[START OF EXERCISE INPUTS]
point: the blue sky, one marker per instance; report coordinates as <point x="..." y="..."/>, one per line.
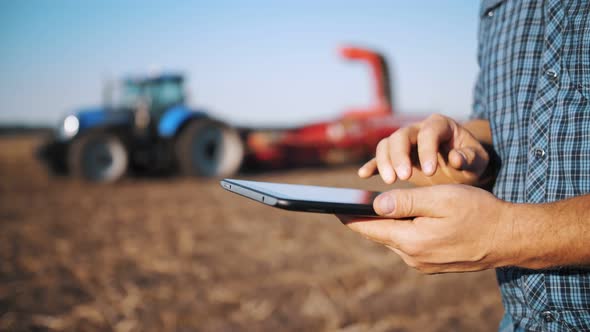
<point x="248" y="62"/>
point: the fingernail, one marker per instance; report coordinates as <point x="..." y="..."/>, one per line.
<point x="386" y="204"/>
<point x="387" y="175"/>
<point x="403" y="172"/>
<point x="462" y="154"/>
<point x="428" y="167"/>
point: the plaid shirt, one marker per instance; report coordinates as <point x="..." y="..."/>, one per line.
<point x="534" y="88"/>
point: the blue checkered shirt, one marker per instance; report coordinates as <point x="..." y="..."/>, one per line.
<point x="534" y="88"/>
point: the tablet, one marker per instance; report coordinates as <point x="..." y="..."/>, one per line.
<point x="296" y="197"/>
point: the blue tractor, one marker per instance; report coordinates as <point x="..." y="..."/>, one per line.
<point x="148" y="129"/>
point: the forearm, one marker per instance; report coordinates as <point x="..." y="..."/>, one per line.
<point x="551" y="234"/>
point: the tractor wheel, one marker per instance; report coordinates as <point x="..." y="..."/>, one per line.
<point x="98" y="157"/>
<point x="209" y="148"/>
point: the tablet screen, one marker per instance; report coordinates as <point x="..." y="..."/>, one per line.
<point x="310" y="193"/>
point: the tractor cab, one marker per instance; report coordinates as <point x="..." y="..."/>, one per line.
<point x="158" y="93"/>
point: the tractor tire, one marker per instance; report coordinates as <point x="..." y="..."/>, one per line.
<point x="209" y="148"/>
<point x="98" y="157"/>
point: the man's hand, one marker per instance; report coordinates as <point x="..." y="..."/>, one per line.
<point x="441" y="143"/>
<point x="446" y="228"/>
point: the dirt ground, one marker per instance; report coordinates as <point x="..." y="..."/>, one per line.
<point x="179" y="254"/>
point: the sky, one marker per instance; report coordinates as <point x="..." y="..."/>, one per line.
<point x="247" y="62"/>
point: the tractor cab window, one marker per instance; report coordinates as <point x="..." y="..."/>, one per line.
<point x="165" y="93"/>
<point x="130" y="96"/>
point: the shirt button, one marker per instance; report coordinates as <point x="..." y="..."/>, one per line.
<point x="551" y="74"/>
<point x="538" y="152"/>
<point x="547" y="316"/>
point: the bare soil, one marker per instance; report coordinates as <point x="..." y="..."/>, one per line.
<point x="176" y="254"/>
[END OF EXERCISE INPUTS]
• _SHORT PROBLEM_
Copy all of the records above word for word, but leave the pictures out.

• _SOLUTION TO THE EXERCISE_
point: the blue sky, one marker per instance; report coordinates as <point x="..." y="..."/>, one per line.
<point x="248" y="62"/>
point: the fingernail, one marker per instance; report coordinates as <point x="..." y="..."/>, one per line.
<point x="386" y="204"/>
<point x="387" y="175"/>
<point x="403" y="172"/>
<point x="462" y="154"/>
<point x="428" y="167"/>
point: the plaid shirt, one marker per instance; report coordinates as <point x="..." y="..."/>, one per line.
<point x="534" y="88"/>
point: the blue checkered shirt, one marker per instance; report coordinates as <point x="..." y="..."/>, one per line.
<point x="534" y="88"/>
point: the tablet, one marker per instance; report coordinates as <point x="..." y="..."/>, one per line.
<point x="296" y="197"/>
point: the blue tractor, one marker per instance; report coordinates as <point x="..." y="..."/>, one per line.
<point x="148" y="129"/>
point: the forearm, one marker per instance; report coordinates as <point x="..." y="..."/>, one per line.
<point x="551" y="234"/>
point: the tractor wheel, one marker per instance; report coordinates as <point x="..." y="..."/>, one per line.
<point x="98" y="157"/>
<point x="209" y="148"/>
point: the tablet screen, one marker per instance; report coordinates as <point x="..." y="..."/>, one per line.
<point x="310" y="193"/>
point: the tractor cab, one marker per instance; report coordinates as <point x="..." y="..."/>, one per line.
<point x="158" y="93"/>
point: the tractor tire, one marker per instance; report coordinates as <point x="..." y="..."/>, one per line.
<point x="209" y="148"/>
<point x="98" y="157"/>
point: the man's hand, one marker per instance; report coordinates as <point x="..." y="..."/>, one per line.
<point x="441" y="143"/>
<point x="446" y="228"/>
point: the dirt ground, one marker per instance; report coordinates as <point x="..." y="..."/>, one per line.
<point x="179" y="254"/>
point: the sky, one marker per instance; report coordinates as <point x="..." y="..."/>, one per line.
<point x="247" y="62"/>
point: the tractor cab window, one marker per instance; report coordinates as <point x="..." y="..."/>, one per line.
<point x="165" y="93"/>
<point x="130" y="96"/>
point: the shirt button, one marker per instance; report coordinates as <point x="..." y="..."/>, one per line.
<point x="551" y="74"/>
<point x="538" y="152"/>
<point x="547" y="316"/>
point: the bare soil, one marker per instance; report coordinates as <point x="..." y="..."/>, one per line.
<point x="176" y="254"/>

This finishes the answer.